» **Data**
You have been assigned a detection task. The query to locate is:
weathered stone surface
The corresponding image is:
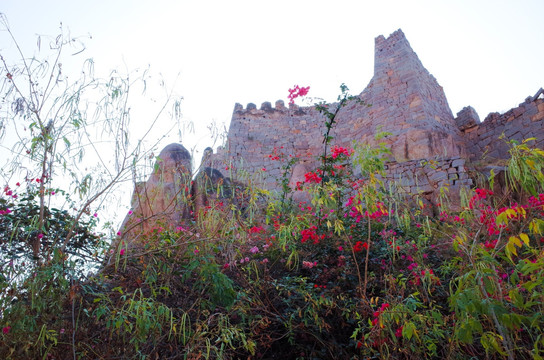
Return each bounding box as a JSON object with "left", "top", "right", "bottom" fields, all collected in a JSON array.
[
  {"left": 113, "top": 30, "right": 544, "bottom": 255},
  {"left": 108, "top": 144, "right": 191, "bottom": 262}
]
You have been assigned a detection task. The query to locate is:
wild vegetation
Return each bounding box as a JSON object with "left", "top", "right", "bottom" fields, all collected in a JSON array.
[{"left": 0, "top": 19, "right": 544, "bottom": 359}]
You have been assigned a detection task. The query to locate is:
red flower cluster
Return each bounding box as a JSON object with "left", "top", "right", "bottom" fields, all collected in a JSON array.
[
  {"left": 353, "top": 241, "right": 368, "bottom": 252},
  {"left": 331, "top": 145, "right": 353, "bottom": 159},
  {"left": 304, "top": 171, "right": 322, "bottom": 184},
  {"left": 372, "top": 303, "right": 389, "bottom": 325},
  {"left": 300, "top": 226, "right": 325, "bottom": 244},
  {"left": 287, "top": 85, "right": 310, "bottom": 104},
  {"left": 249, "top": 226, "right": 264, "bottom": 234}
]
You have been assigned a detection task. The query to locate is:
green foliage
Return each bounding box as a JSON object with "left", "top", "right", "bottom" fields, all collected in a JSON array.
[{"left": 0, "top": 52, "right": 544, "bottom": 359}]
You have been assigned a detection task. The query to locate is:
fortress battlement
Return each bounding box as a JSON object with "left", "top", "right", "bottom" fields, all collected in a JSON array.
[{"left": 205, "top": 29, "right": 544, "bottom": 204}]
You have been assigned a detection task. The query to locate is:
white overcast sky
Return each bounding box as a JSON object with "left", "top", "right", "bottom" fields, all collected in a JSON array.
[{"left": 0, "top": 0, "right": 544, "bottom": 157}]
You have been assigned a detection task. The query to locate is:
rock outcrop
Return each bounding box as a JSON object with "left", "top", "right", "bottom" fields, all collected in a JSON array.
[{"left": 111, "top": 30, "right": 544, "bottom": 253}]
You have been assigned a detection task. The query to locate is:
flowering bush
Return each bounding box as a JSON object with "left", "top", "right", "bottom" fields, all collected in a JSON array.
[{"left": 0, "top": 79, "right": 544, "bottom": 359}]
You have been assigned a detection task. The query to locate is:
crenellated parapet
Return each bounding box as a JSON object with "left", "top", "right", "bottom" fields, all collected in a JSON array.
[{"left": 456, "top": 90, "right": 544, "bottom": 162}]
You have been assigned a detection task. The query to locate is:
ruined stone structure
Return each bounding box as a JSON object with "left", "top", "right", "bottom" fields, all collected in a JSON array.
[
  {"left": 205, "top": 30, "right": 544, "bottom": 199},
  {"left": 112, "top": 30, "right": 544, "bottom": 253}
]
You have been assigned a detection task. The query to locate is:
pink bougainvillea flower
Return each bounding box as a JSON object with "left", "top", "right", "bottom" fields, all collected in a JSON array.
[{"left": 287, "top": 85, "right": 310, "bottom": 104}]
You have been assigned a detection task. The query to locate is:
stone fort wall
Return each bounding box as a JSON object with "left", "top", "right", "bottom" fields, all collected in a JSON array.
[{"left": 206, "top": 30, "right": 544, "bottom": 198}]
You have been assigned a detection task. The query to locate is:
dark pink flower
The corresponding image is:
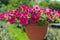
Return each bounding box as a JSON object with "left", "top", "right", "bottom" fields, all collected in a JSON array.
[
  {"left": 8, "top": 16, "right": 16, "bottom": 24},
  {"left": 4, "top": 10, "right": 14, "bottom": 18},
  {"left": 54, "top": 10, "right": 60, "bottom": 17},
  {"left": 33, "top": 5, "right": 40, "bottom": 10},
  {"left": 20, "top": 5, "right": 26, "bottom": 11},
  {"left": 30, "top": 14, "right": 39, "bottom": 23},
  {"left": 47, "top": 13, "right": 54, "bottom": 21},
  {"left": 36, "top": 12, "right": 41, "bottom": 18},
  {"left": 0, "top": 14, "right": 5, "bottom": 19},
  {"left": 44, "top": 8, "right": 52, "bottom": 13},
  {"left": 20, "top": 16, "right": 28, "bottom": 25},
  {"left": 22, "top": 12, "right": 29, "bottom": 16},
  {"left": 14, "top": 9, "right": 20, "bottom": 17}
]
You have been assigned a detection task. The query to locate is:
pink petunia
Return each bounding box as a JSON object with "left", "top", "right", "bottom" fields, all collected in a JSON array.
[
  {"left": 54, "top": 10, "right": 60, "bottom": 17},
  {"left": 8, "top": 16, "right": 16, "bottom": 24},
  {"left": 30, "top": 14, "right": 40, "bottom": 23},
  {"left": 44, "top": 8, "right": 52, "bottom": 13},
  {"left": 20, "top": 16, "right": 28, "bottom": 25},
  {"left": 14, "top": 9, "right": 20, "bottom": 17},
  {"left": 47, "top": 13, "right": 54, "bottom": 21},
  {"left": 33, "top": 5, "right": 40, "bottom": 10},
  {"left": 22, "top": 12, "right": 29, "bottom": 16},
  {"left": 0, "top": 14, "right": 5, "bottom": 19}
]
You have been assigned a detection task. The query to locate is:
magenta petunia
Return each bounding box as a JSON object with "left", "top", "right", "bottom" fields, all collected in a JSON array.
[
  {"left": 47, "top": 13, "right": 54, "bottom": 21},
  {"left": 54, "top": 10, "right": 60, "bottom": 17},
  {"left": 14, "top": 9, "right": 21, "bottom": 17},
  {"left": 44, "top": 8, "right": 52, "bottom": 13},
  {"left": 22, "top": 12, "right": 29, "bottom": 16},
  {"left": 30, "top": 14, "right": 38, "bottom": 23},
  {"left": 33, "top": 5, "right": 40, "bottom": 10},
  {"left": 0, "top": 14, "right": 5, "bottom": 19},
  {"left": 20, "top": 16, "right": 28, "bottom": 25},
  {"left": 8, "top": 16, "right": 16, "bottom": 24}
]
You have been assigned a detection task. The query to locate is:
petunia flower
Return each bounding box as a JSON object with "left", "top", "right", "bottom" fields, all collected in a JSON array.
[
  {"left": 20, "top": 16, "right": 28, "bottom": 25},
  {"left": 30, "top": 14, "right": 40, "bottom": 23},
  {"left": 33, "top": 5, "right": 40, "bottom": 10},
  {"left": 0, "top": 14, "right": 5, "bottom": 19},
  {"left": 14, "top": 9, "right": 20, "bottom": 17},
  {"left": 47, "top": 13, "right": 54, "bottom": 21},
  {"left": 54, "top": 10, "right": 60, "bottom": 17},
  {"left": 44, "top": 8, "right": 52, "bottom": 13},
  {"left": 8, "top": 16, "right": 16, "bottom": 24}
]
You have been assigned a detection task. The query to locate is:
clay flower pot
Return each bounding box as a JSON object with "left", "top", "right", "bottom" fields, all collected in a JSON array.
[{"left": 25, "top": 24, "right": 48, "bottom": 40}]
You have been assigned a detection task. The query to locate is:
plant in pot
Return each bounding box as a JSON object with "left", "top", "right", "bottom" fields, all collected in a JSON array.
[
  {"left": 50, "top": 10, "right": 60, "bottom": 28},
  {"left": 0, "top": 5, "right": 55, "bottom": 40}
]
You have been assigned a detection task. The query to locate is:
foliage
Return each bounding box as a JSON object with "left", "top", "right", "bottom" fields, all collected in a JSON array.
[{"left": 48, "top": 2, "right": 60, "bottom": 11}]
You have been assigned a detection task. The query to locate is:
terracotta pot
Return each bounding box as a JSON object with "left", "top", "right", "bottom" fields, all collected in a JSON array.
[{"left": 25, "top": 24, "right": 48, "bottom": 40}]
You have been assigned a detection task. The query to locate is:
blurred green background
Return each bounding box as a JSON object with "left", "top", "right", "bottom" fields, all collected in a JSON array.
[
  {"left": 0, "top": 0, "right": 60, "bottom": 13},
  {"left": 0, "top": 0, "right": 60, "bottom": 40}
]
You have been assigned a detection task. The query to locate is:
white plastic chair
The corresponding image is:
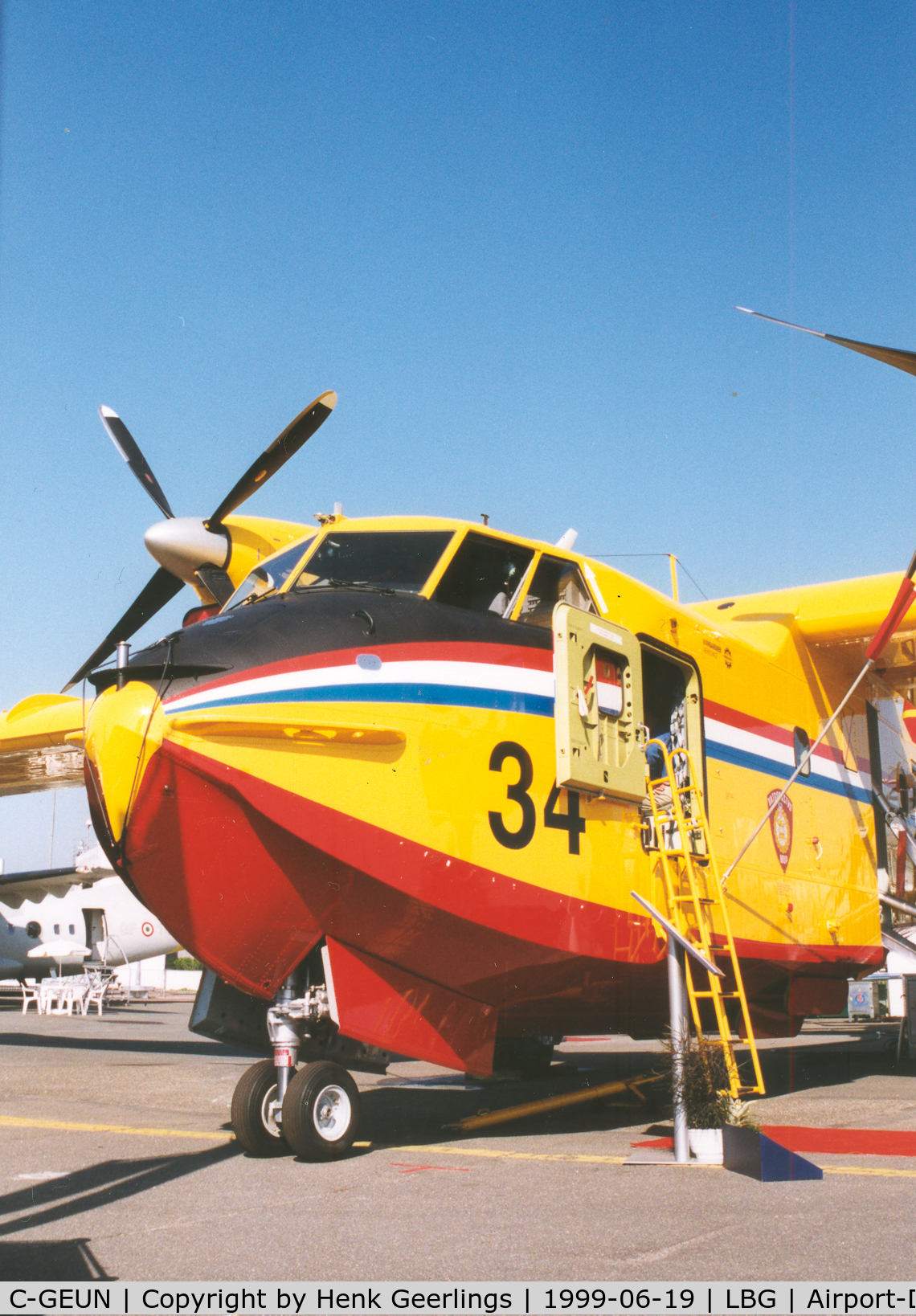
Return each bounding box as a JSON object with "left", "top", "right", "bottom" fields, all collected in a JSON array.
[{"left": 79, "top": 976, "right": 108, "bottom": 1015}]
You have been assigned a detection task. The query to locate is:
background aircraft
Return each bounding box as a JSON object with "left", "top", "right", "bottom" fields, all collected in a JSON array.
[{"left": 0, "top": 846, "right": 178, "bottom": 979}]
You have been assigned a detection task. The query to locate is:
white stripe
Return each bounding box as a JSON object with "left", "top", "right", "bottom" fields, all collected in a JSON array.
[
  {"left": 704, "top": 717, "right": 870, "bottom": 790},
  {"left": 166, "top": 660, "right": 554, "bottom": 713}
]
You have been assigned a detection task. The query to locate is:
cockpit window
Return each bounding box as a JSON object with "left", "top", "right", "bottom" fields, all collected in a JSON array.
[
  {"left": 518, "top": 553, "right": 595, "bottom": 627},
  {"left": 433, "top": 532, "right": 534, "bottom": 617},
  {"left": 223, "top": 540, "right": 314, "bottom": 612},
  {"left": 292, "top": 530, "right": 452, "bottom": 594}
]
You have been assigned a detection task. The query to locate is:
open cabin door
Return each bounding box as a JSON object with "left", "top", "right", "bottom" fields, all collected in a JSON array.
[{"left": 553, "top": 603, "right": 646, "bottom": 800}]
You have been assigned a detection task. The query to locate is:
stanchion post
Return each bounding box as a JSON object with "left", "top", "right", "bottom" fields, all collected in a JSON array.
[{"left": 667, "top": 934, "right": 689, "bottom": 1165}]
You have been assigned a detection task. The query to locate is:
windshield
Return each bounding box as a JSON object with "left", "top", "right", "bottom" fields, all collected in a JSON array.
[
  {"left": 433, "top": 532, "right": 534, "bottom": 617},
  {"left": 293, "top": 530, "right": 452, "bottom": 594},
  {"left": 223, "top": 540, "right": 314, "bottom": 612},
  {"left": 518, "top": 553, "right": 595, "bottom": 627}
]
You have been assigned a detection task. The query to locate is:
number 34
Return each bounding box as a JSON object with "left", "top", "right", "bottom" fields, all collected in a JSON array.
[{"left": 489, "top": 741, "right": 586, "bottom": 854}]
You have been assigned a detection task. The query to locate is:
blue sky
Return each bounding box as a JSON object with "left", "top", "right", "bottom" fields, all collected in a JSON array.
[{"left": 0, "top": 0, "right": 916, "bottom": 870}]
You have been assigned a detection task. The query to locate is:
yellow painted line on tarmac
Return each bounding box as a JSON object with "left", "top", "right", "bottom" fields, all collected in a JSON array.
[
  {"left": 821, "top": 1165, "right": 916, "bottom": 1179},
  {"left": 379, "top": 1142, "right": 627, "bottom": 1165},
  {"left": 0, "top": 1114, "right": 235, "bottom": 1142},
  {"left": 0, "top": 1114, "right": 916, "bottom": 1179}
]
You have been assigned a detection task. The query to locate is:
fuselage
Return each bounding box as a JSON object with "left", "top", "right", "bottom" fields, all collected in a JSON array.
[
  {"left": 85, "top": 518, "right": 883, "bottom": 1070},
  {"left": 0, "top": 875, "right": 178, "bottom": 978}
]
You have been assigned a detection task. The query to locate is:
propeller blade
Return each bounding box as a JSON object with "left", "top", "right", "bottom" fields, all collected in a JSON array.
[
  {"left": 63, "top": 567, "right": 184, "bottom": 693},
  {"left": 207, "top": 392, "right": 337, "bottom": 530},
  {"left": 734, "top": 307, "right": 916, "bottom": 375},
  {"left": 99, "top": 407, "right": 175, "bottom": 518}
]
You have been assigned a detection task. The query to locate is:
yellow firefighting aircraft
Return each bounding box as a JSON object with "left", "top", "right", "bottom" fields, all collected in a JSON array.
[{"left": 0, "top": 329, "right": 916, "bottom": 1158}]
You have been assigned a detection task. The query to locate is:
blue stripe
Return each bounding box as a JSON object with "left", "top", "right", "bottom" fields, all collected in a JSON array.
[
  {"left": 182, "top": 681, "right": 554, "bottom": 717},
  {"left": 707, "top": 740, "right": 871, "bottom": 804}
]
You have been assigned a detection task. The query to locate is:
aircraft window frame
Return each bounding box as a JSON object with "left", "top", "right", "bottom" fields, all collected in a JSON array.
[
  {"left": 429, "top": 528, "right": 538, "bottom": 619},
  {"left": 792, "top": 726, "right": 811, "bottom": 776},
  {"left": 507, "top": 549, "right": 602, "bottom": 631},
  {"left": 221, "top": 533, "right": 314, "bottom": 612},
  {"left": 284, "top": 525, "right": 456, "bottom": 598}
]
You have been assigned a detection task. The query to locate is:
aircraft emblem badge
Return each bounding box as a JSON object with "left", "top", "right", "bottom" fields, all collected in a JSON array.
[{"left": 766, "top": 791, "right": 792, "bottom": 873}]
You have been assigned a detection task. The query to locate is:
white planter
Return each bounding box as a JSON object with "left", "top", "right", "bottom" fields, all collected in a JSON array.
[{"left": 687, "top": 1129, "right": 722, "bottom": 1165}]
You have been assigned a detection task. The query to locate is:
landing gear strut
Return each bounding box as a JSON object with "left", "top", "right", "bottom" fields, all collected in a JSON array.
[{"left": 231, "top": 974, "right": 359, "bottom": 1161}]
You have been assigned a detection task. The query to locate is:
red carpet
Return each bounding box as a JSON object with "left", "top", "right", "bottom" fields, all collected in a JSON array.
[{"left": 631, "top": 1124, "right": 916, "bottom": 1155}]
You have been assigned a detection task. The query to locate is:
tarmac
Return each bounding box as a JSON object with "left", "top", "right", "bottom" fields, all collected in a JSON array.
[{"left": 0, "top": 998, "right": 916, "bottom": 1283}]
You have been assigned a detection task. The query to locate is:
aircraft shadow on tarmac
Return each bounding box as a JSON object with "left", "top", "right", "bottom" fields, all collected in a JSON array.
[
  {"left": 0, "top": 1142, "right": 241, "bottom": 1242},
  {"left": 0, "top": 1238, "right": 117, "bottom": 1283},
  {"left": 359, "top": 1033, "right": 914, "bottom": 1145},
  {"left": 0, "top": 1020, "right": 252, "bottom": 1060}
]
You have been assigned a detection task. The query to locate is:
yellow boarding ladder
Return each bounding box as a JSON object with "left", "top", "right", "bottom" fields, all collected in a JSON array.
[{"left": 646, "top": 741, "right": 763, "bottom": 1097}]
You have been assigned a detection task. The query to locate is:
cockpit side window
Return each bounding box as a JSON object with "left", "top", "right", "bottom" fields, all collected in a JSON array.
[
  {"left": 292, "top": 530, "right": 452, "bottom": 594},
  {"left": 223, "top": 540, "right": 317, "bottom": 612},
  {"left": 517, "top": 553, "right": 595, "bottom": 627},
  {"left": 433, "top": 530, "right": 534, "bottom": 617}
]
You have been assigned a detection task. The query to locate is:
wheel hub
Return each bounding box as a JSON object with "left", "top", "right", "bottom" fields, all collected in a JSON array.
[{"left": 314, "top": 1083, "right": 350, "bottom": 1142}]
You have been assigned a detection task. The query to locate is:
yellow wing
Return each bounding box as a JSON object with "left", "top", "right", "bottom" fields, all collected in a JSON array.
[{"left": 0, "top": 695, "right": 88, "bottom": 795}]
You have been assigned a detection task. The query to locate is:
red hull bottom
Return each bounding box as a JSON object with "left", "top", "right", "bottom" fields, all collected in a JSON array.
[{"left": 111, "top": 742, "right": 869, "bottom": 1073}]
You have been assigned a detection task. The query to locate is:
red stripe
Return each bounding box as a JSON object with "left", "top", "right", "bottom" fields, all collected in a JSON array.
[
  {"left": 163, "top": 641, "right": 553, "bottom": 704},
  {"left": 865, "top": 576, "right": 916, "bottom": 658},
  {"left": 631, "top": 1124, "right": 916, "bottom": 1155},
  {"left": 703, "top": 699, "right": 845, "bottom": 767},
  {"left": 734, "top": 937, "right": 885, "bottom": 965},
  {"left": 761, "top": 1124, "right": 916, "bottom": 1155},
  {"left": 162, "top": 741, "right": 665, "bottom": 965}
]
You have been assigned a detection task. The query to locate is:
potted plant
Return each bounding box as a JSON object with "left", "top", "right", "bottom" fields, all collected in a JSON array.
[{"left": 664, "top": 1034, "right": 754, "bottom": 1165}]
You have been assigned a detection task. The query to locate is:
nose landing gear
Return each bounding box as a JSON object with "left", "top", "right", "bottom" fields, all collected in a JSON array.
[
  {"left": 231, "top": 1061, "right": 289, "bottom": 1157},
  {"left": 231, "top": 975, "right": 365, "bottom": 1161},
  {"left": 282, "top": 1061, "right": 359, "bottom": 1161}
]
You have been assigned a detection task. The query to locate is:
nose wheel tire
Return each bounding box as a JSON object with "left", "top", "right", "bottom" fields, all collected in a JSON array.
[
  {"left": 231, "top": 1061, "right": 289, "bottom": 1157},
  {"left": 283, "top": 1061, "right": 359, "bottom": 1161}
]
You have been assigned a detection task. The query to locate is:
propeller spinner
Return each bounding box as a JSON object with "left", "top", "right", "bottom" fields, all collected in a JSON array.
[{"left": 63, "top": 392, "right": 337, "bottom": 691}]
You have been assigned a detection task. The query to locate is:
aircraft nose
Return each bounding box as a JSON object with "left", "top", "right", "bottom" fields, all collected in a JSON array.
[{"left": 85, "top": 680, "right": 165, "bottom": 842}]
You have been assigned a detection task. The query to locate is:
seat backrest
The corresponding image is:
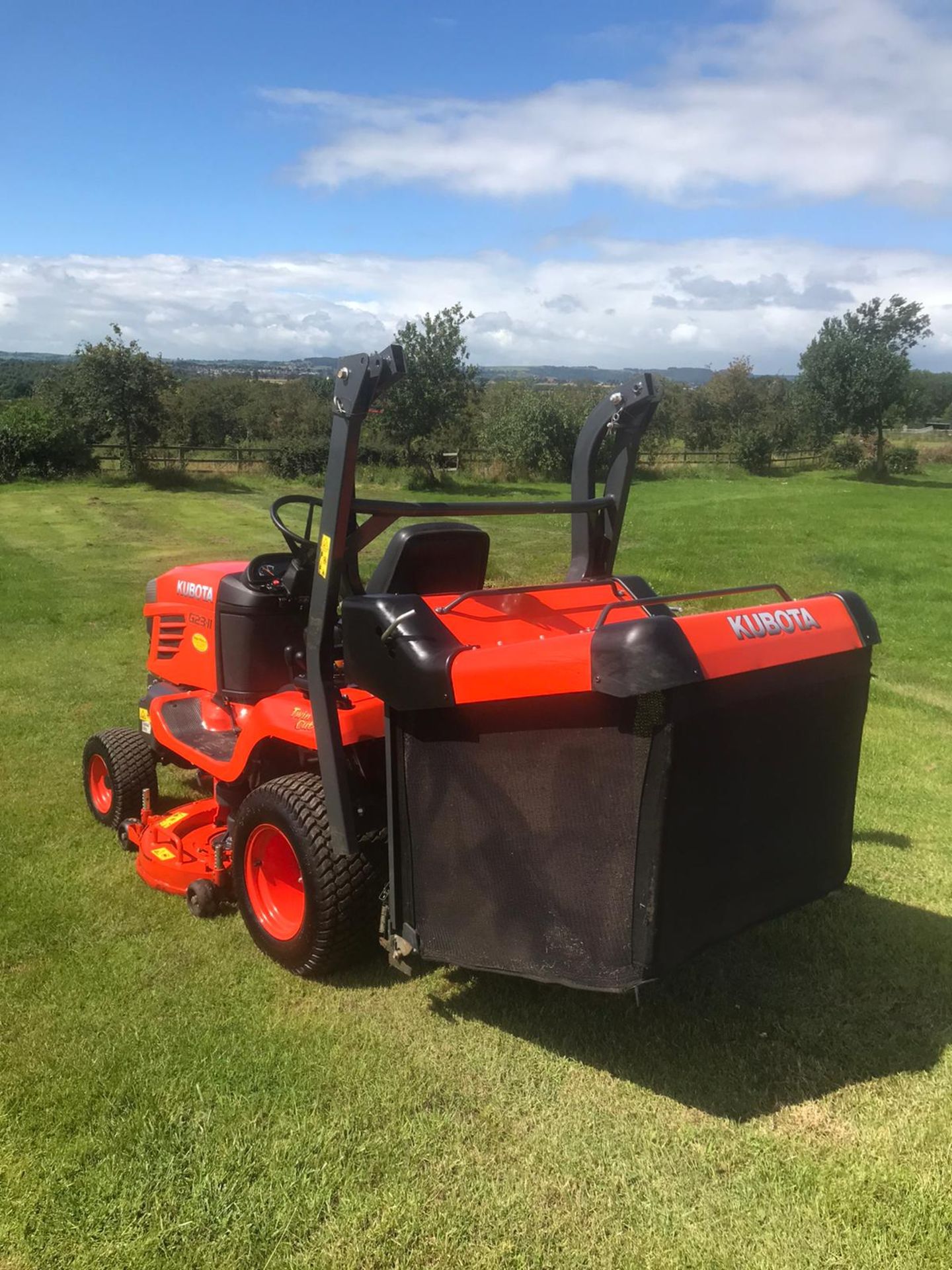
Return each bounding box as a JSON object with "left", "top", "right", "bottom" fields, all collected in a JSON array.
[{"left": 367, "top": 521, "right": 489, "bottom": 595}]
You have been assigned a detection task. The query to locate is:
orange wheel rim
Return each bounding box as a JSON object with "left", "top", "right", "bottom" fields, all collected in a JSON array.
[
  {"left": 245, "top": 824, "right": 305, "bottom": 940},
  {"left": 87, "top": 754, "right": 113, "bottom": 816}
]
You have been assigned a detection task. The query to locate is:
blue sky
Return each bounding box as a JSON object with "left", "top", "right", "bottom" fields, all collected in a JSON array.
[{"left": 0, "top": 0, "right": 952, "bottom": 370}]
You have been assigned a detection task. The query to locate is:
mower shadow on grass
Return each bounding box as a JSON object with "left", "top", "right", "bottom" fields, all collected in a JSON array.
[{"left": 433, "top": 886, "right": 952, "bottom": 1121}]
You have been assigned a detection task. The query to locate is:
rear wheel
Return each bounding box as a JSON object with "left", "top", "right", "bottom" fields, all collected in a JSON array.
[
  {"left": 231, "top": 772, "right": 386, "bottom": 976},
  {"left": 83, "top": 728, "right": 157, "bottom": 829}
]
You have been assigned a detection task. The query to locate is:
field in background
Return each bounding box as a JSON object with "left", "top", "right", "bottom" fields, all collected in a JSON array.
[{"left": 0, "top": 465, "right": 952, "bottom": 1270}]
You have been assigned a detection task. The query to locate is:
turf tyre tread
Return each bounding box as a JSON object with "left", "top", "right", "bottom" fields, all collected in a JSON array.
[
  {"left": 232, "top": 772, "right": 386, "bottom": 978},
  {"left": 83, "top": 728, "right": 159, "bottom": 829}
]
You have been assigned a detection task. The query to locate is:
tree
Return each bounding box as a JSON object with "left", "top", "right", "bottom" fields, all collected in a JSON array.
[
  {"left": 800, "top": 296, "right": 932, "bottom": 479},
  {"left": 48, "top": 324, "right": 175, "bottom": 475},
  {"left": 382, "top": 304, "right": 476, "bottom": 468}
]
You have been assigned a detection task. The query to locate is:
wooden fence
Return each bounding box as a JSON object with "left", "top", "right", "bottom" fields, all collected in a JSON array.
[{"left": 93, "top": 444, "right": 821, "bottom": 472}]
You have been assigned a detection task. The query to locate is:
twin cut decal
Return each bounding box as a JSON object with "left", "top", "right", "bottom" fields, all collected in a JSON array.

» **Task to complete**
Can you pull out every line of the material that contains the string "propeller"?

» **Solution below**
propeller blade
propeller spinner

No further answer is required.